- _SET TASK_
Return each line of the entries below that contains the word "pine".

- _DATA RECORDS_
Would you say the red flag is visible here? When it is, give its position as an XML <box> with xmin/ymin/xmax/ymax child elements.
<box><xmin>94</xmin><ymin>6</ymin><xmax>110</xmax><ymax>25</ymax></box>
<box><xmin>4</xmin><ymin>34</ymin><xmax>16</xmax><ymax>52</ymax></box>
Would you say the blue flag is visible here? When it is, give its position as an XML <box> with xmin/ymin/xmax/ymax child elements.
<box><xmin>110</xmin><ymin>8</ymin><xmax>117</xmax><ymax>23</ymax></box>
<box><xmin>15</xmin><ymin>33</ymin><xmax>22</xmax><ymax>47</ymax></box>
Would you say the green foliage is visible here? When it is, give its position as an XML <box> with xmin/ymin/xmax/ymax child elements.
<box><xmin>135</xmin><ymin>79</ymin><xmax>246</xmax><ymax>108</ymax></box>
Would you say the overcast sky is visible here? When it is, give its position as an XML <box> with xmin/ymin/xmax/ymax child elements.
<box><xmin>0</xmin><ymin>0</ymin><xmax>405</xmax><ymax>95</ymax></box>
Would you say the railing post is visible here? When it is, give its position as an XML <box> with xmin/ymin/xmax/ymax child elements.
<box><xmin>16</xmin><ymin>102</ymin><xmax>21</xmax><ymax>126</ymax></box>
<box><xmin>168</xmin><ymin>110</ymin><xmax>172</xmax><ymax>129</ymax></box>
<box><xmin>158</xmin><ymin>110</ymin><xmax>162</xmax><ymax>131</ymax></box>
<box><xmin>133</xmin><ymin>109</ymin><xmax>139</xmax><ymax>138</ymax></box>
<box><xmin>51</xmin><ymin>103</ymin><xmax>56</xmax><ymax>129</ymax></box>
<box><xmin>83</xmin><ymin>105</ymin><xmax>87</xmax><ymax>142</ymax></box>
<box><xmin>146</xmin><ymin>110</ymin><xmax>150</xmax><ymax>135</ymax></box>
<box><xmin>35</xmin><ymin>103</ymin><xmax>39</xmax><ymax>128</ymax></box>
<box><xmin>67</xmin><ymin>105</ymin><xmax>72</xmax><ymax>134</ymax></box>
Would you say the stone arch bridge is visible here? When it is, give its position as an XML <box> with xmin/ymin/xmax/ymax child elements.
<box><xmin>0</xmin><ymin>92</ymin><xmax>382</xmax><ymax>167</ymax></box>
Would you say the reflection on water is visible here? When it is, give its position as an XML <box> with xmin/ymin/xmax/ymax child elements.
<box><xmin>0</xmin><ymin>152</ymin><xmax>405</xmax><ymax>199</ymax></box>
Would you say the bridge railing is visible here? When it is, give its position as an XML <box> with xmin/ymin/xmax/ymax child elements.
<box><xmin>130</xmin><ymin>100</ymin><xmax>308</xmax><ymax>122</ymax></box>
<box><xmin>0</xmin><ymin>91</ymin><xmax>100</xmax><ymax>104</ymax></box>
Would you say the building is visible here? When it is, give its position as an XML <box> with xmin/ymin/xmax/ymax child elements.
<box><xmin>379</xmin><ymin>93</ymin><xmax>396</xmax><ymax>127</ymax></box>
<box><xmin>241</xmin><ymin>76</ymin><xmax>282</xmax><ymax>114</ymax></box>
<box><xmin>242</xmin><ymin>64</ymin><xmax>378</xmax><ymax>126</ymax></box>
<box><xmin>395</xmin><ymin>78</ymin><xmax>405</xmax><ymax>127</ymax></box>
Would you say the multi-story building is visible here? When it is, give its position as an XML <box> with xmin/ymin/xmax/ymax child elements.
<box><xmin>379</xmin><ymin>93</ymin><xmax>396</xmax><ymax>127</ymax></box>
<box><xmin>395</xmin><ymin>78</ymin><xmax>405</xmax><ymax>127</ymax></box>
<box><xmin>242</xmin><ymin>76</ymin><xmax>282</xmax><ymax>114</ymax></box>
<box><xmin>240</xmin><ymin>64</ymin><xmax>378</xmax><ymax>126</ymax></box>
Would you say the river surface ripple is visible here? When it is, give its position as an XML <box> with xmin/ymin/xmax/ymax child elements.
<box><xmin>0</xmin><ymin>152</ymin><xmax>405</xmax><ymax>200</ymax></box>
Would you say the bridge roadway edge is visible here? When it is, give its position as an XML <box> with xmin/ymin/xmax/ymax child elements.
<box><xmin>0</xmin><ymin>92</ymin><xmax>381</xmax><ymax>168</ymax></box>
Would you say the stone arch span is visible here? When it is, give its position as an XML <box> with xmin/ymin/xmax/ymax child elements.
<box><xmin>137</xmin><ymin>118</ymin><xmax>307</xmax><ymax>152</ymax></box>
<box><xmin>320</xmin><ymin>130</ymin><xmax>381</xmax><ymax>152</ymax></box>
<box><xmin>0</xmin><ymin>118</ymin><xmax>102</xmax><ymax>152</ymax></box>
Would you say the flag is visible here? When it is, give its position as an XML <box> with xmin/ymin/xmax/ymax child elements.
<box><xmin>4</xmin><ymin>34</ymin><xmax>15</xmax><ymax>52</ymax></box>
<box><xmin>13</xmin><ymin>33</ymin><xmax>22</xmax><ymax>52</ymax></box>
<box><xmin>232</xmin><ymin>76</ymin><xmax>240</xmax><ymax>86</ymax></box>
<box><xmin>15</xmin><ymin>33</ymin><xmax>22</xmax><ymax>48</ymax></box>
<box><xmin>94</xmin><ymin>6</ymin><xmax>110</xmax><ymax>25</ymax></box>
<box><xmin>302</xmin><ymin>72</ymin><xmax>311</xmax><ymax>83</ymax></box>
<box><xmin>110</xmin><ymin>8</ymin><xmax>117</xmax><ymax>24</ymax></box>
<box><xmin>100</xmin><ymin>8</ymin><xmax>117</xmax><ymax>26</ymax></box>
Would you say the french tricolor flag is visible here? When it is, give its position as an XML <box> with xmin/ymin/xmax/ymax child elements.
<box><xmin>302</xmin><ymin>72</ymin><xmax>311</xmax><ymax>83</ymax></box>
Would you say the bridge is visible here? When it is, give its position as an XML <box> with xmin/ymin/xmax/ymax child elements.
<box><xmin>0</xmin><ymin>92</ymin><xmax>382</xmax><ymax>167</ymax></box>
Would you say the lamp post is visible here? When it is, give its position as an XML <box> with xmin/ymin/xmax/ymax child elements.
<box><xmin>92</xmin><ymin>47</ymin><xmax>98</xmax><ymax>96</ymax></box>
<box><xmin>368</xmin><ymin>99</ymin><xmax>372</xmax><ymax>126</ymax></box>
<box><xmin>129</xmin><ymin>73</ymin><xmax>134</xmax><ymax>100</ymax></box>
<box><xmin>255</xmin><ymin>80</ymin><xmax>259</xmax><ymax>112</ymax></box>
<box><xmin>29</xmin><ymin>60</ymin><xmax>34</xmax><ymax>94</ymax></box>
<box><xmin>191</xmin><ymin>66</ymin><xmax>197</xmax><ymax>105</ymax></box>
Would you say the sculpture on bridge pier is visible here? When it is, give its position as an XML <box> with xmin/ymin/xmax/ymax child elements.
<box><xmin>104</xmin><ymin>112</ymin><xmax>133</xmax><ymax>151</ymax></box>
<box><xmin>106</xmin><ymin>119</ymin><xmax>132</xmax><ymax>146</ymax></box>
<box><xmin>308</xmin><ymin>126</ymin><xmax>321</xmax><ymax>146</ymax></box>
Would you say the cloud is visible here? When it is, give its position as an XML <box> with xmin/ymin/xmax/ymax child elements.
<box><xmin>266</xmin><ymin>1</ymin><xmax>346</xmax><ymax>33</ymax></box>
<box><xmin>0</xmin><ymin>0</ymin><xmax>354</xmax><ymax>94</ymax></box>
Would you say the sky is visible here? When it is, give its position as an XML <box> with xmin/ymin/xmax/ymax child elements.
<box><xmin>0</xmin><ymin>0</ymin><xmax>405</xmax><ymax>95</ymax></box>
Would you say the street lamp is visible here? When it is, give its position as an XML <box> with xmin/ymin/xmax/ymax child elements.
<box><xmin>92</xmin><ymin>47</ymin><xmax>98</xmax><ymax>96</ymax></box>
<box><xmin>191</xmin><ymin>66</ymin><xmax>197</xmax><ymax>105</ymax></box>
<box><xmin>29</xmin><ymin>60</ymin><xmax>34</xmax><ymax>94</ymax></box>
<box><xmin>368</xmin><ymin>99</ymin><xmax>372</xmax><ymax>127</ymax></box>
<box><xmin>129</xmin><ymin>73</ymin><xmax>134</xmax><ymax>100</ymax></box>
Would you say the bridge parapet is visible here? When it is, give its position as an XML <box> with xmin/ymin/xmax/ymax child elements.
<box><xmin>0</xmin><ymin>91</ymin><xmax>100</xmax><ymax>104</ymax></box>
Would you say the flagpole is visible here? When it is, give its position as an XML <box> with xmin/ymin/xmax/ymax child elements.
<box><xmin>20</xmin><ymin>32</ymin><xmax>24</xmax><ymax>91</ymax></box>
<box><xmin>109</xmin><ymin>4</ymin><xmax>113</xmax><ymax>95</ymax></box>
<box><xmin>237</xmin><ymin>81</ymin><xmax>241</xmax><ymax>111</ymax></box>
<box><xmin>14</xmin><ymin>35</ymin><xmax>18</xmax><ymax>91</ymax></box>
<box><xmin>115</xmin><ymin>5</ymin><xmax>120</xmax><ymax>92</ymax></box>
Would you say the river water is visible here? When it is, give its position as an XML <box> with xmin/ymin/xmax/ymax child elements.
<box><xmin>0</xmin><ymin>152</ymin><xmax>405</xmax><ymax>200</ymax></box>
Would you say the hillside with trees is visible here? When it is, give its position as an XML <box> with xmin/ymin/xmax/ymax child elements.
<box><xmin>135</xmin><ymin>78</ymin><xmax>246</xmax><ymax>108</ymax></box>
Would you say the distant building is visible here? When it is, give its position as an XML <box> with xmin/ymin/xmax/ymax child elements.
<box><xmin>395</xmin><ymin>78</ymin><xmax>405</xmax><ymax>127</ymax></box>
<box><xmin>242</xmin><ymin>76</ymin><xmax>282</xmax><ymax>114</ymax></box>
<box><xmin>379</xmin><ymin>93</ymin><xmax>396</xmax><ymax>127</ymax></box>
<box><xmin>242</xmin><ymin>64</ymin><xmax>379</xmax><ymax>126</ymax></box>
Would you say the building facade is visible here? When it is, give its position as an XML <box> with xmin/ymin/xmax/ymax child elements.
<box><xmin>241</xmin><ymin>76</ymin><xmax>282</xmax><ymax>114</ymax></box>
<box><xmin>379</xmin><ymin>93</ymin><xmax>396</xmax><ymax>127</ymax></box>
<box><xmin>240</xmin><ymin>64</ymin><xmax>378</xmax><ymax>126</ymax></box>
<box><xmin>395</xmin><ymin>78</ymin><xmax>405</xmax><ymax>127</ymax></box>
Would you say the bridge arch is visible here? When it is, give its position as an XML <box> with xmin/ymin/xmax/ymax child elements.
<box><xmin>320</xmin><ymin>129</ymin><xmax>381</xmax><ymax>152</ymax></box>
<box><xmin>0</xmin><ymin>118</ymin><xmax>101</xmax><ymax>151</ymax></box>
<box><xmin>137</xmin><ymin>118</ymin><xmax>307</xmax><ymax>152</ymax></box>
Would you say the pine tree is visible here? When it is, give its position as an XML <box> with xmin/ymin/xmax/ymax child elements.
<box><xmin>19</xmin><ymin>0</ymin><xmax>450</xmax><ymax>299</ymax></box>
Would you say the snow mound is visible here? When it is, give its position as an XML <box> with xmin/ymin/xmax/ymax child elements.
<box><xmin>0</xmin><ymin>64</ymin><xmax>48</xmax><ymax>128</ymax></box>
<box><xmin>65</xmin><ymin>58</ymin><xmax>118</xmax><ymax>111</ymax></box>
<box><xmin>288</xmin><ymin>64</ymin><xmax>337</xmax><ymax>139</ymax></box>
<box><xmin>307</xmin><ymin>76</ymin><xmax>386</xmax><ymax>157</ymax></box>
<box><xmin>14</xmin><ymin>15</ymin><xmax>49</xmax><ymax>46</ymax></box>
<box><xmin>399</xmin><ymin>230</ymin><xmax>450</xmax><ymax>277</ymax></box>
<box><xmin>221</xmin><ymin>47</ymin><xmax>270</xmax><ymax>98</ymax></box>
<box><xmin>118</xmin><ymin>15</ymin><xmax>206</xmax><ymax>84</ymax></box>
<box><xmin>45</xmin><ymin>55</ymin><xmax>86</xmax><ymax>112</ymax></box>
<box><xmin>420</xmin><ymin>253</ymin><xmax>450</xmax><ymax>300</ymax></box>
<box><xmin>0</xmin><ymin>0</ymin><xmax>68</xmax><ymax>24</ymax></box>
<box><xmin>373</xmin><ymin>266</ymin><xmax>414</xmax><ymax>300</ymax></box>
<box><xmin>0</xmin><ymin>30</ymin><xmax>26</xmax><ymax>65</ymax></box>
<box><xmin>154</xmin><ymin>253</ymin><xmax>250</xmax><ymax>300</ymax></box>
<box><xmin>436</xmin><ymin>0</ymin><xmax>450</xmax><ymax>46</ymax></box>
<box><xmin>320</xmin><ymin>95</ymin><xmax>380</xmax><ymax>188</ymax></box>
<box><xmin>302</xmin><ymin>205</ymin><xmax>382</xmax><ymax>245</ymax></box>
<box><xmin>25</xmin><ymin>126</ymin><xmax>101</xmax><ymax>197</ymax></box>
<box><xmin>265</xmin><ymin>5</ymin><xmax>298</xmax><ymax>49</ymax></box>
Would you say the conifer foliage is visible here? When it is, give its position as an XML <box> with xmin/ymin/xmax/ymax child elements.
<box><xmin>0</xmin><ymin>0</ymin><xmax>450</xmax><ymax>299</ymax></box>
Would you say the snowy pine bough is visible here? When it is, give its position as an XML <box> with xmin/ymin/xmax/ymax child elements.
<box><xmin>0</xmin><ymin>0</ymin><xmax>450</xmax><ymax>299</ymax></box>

- _EXPECTED ANSWER_
Would you say the pine tree is visible here? When it is, give its position as an XML <box> with xmin/ymin/xmax/ymax child elements.
Would you say the snowy pine bough is visible here? When it is, give its position as an XML <box> with xmin/ymin/xmax/ymax child elements.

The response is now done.